Die alljährliche Konferenz in Sintra, westlich von Lissabon gelegen, ist für die EZB das Pendant zur Konferenz der Federal Reserve in Jackson Hole. Man zieht Bilanz, blickt voraus und setzt die Geldpolitik der vergangenen 12 Monate in einen größeren politischen Zusammenhang. Für die Präsidentin der EZB, Christine Lagarde, ist dieser schnell erzählt: Der Zinslauf ist nach acht Senkungen bei einem Leitzins von zwei Prozent vorerst abgeschlossen, die Inflation bewegt sich um die Zielmarke von zwei Prozent, die Beschäftigungslage in der Eurozone ist stabil und eine neue Schuldenkrise ist nicht in Sicht.
Das ist die Kurzfassung von Lagardes Rede in Sintra, die vor allen Dingen eine Botschaft transportieren sollte: Alles ist unter Kontrolle, selbst Unwägbarkeiten wie Trumps volatile Zollpolitik, geopolitische Krisen und nationale Sonderlagen wie der Kollaps der deutschen Industrie lassen den EZB-Zug nicht entgleisen. Nach der Flutung der Märkte während der Lockdowns herrscht nun Normalität, Märkte schwingen, geldpolitisch gut verankert, um ihre Gleichgewichtspunkte. Im Notenbank-Sprech lautet dies: Wir haben den neutralen Zins gefunden.

○ ○ ○ ○ ○ ○ ○

Zu erledigende Aufgaben.
1. Bei welchem Leitzins ist der Zinslauf laut dem Text über die EZB-Konferenz in Sintra nach acht Senkungen vorerst abgeschlossen?
2. Setze den Text über die EZB-Konferenz in Sintra im Anschluss an seinen letzten Satz fort.

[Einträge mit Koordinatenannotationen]
○ ○ ○ ○ ○ ○ ○

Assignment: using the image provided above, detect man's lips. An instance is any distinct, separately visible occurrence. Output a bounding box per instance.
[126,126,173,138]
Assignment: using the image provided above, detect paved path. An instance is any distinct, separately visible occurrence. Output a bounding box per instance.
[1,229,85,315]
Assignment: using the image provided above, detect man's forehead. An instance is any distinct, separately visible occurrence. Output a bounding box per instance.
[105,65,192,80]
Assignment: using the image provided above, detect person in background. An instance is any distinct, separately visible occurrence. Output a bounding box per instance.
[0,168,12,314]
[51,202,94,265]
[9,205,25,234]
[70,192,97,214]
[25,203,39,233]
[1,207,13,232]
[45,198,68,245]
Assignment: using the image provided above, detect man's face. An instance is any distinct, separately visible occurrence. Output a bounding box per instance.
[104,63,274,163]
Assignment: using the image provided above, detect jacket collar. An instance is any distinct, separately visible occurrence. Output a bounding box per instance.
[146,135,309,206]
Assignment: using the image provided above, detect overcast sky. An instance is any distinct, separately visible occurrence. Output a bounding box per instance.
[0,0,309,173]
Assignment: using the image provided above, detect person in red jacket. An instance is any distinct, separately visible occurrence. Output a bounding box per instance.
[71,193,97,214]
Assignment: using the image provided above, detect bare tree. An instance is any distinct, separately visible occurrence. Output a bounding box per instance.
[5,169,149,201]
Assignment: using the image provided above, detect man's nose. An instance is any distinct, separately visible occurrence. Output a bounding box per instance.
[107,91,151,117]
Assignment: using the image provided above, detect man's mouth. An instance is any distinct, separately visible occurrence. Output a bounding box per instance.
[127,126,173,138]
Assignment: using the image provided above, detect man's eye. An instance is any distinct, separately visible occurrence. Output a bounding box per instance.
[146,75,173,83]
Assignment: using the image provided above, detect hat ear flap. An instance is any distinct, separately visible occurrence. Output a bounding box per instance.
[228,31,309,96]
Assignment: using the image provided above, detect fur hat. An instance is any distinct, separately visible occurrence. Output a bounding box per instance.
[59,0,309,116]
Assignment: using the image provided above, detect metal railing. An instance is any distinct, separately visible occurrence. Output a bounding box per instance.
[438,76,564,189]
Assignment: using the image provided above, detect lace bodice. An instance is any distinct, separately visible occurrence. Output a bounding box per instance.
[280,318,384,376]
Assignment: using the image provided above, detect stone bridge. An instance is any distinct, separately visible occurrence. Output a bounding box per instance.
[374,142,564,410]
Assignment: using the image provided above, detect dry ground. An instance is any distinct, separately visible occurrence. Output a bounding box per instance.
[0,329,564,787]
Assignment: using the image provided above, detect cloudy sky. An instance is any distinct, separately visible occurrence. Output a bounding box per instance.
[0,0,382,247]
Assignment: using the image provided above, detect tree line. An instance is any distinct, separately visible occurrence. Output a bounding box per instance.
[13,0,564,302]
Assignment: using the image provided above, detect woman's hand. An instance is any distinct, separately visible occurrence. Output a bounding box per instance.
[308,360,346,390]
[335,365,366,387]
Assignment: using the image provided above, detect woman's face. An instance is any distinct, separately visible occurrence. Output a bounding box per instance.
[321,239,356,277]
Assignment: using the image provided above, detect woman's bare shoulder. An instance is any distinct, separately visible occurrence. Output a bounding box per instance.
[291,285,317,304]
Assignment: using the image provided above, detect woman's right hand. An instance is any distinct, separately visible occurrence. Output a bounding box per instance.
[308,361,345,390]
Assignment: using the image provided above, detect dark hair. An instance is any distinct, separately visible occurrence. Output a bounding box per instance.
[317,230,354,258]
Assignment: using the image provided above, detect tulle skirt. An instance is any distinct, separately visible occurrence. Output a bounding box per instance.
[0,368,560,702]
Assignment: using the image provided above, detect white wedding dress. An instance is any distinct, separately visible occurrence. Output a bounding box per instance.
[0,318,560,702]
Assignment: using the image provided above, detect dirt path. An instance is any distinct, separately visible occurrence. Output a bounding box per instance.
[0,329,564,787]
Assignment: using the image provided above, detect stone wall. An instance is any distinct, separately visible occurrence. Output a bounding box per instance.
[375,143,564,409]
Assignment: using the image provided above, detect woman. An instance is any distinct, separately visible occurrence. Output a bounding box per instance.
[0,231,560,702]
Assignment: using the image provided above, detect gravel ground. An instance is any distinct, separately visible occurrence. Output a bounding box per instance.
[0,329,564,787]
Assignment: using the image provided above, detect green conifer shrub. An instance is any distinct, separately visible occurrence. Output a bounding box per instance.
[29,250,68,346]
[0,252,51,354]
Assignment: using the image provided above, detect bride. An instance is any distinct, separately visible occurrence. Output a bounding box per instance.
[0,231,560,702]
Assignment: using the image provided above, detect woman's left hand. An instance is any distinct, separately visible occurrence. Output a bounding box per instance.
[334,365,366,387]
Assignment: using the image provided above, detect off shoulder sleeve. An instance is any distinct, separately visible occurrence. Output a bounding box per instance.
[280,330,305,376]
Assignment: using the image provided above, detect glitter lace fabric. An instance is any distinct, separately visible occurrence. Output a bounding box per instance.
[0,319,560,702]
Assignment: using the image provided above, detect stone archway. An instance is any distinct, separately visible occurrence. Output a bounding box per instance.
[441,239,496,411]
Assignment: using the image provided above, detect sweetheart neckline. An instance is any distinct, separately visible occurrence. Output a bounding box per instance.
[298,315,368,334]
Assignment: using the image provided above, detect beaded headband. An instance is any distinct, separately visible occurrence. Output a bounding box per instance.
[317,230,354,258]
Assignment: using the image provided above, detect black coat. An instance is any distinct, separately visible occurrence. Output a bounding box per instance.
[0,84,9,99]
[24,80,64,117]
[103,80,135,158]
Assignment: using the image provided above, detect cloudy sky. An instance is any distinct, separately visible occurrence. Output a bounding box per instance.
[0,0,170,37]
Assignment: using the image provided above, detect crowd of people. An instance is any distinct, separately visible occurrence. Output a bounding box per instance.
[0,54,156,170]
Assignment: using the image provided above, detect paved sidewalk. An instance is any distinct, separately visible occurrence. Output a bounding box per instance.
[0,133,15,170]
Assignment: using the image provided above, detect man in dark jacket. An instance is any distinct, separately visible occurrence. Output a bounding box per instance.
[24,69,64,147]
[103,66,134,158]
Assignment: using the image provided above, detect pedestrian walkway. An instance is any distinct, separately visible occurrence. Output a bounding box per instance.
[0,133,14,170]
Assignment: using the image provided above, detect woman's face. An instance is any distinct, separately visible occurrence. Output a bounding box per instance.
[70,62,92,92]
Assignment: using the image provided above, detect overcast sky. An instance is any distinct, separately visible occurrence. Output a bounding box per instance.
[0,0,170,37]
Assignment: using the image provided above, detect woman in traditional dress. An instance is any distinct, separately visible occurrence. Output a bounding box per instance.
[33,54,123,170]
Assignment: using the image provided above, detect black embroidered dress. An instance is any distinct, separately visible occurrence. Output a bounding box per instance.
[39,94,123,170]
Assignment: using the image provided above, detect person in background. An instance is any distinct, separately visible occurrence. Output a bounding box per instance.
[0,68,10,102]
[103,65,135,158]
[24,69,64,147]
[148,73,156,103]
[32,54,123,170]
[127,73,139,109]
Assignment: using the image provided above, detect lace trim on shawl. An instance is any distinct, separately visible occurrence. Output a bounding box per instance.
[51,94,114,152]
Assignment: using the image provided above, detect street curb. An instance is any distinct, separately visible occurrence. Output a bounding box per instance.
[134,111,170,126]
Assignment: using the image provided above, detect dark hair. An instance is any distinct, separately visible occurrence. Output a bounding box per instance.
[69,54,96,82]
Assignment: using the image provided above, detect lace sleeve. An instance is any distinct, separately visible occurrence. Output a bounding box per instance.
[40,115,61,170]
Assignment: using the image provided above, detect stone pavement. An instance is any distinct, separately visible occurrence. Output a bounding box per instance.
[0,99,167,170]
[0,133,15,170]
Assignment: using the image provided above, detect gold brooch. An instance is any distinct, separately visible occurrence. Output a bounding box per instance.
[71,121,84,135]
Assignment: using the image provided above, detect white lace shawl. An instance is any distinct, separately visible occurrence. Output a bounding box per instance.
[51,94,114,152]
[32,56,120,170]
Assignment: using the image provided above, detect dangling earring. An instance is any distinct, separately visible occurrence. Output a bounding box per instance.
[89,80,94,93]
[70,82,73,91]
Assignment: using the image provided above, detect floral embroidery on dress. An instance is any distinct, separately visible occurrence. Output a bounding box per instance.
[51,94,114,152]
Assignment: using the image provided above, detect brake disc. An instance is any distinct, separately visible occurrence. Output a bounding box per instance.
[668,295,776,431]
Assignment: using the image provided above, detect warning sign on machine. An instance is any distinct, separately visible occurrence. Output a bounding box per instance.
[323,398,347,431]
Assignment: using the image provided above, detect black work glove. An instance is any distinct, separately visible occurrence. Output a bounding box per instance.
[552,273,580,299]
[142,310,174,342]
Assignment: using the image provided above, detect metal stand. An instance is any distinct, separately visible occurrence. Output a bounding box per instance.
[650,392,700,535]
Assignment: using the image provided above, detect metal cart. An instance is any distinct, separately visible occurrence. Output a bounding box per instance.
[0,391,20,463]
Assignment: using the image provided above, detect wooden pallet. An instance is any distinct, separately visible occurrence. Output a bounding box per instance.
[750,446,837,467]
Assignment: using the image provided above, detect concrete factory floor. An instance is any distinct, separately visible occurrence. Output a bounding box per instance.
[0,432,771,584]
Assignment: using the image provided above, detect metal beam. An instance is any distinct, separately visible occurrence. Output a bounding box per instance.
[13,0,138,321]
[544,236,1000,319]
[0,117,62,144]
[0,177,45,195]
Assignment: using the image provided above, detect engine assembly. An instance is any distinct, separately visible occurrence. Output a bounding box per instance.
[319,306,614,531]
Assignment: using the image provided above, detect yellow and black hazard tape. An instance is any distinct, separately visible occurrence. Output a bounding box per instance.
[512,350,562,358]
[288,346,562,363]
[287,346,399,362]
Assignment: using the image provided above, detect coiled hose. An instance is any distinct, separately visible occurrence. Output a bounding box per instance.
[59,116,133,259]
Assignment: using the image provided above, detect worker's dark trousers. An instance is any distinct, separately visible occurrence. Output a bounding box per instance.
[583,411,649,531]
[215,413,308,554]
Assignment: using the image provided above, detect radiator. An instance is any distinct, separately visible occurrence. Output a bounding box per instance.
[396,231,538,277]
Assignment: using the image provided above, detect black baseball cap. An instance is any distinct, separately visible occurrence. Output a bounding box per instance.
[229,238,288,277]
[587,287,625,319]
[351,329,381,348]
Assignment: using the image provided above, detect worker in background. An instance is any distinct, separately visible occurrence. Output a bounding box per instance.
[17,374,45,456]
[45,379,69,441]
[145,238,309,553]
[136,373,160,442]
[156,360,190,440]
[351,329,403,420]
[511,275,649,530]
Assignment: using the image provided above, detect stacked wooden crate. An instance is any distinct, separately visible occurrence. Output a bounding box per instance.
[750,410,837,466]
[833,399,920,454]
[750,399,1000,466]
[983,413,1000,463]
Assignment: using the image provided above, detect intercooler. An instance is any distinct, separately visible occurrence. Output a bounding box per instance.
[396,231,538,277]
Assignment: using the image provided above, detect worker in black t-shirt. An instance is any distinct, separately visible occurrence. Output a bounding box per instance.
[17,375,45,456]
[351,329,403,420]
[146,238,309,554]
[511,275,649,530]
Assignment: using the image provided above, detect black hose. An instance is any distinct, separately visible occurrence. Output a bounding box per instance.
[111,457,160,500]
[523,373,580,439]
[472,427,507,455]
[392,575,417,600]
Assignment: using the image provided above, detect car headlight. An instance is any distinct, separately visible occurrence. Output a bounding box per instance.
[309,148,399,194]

○ ○ ○ ○ ○ ○ ○

Antworten je Aufgabe.
1. Bei zwei Prozent.

2.
Der neutrale Zins ist so etwas wie der Heilige Gral der Notenbank-Mystik. Wenn sich die Banker auf sicherem Terrain fühlen, wenn es mit intensiver Medienarbeit gelungen ist, die fortschreitende Entwertung ihres Fiatgeldes zu übermalen, sprechen sie vom neutralen Zins. In ihrer Vorstellungswelt bewegen sich dann der von ihnen gesetzte Leitzins und ein imaginärer, konsolidierter Kapitalmarktzins in Kongruenz zueinander. Bereits vor Lagardes abschließendem Resümee hatten die EZB-Präsidiumsmitglieder Joachim Nagel und Philip Lane das publizistische Fundament gegossen und über den Juni hinweg immer wieder die Botschaft vom neutralen Zins gesendet.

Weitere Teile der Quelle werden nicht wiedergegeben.